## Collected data
START
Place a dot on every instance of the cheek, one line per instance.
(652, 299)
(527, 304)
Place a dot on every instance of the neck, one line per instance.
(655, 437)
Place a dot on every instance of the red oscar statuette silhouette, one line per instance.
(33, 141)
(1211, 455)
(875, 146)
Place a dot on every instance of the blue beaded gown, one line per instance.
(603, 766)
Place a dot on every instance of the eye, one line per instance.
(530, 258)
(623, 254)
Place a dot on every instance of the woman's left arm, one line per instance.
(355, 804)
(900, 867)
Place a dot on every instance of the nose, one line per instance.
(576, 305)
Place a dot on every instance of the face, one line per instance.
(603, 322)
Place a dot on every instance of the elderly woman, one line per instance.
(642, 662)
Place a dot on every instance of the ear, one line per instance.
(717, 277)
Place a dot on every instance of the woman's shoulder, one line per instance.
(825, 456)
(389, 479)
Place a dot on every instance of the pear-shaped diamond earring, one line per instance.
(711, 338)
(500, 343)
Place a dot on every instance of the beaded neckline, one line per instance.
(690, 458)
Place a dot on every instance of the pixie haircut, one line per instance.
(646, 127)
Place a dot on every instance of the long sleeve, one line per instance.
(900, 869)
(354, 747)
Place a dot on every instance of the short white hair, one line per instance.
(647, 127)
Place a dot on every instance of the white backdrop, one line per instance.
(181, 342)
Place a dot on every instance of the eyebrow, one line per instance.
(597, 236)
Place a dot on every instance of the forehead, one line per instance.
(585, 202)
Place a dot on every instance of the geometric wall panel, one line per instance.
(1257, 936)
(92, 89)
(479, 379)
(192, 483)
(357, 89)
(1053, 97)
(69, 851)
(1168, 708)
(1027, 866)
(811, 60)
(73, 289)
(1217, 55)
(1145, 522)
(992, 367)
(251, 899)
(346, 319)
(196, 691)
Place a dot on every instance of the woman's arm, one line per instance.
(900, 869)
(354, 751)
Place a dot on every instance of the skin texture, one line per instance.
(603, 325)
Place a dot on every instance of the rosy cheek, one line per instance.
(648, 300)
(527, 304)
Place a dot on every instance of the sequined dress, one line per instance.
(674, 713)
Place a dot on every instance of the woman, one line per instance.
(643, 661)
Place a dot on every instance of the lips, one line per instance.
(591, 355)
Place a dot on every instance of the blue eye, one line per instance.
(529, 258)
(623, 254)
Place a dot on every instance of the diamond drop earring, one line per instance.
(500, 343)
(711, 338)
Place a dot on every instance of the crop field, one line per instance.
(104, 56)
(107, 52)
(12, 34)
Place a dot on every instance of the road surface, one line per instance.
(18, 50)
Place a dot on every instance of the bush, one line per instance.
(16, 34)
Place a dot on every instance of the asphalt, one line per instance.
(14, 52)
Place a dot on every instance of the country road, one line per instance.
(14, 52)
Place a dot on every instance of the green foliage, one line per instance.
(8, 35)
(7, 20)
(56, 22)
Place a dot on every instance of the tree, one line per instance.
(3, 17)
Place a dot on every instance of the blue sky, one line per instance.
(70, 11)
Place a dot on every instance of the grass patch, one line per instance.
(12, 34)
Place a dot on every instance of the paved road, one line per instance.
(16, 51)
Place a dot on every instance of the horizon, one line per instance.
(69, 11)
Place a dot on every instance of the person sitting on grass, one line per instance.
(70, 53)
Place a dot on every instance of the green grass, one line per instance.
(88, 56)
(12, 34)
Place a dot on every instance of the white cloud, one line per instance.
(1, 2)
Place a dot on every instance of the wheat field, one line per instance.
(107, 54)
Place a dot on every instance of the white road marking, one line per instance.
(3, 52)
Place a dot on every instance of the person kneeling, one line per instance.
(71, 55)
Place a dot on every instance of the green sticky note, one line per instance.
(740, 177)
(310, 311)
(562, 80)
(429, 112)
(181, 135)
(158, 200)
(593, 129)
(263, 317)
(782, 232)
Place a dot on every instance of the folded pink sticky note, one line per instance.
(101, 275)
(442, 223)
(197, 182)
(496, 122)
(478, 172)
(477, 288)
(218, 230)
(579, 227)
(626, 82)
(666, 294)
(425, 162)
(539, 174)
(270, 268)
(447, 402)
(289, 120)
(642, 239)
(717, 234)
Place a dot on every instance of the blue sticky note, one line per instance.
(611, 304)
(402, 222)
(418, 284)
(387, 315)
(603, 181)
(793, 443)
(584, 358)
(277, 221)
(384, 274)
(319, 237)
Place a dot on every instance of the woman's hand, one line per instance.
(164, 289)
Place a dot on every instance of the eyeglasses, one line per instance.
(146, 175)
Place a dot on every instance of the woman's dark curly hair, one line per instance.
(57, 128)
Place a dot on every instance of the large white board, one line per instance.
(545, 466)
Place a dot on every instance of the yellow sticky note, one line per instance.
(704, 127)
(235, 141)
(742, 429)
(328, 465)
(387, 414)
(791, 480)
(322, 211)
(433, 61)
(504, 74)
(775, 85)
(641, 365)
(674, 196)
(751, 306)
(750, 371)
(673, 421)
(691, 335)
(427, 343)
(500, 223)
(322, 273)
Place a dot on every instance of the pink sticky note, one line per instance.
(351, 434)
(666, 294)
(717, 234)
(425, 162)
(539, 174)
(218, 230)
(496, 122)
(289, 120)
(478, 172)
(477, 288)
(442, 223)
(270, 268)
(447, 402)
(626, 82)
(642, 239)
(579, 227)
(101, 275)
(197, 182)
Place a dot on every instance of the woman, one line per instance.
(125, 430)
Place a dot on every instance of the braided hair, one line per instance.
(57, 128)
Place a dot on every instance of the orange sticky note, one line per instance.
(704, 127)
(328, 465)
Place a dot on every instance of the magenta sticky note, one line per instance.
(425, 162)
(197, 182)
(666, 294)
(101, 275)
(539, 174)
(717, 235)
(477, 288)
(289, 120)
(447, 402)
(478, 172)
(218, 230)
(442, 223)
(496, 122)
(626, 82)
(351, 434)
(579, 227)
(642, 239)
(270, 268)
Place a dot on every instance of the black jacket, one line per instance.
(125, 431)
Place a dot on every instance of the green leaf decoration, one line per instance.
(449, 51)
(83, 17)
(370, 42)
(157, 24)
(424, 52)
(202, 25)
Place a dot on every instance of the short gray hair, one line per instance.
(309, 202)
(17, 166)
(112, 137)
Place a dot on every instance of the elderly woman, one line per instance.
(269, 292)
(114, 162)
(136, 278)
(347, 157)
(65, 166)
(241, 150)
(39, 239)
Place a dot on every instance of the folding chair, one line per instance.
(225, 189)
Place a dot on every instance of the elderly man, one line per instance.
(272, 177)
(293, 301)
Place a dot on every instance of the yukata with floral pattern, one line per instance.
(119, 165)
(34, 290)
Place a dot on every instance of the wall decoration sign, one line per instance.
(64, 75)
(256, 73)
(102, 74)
END
## The problem
Take the line holding "Place a dot on every instance of the braided" and all lines after it through the end of the data, and set them down exactly.

## The reply
Place a dot on every instance of the braided hair, one line per instance.
(57, 128)
Place a dot on every instance of the orange sticky note, one line per instance.
(704, 127)
(328, 465)
Place a dot on every instance of the magenta sticky note, one line per instance.
(425, 162)
(197, 182)
(666, 294)
(101, 275)
(539, 174)
(717, 235)
(477, 288)
(289, 120)
(447, 402)
(478, 172)
(218, 230)
(442, 223)
(496, 122)
(626, 82)
(351, 434)
(579, 227)
(642, 239)
(270, 268)
Place a dot on every instance of the black jacket, one line per instance.
(125, 431)
Place a dot on every instance of the green leaf decoration, one line per instance.
(449, 51)
(83, 17)
(370, 42)
(157, 24)
(424, 52)
(202, 25)
Place a dot on every instance of the short gray hair, one line per instance.
(309, 202)
(17, 166)
(112, 137)
Place a dot on every instance of the elderly woman, one line per instance.
(269, 292)
(114, 162)
(136, 278)
(347, 157)
(65, 166)
(241, 150)
(39, 239)
Place a dot on every instance of the folding chair, one line per instance.
(225, 189)
Place a dot on every instance of the elderly man, one line per instance.
(272, 177)
(293, 301)
Place a dot on every instance of the yukata with floral pattern, one line per instance.
(119, 165)
(34, 290)
Place a dot on every instance of the wall decoration sign, one line per instance.
(64, 75)
(256, 73)
(102, 74)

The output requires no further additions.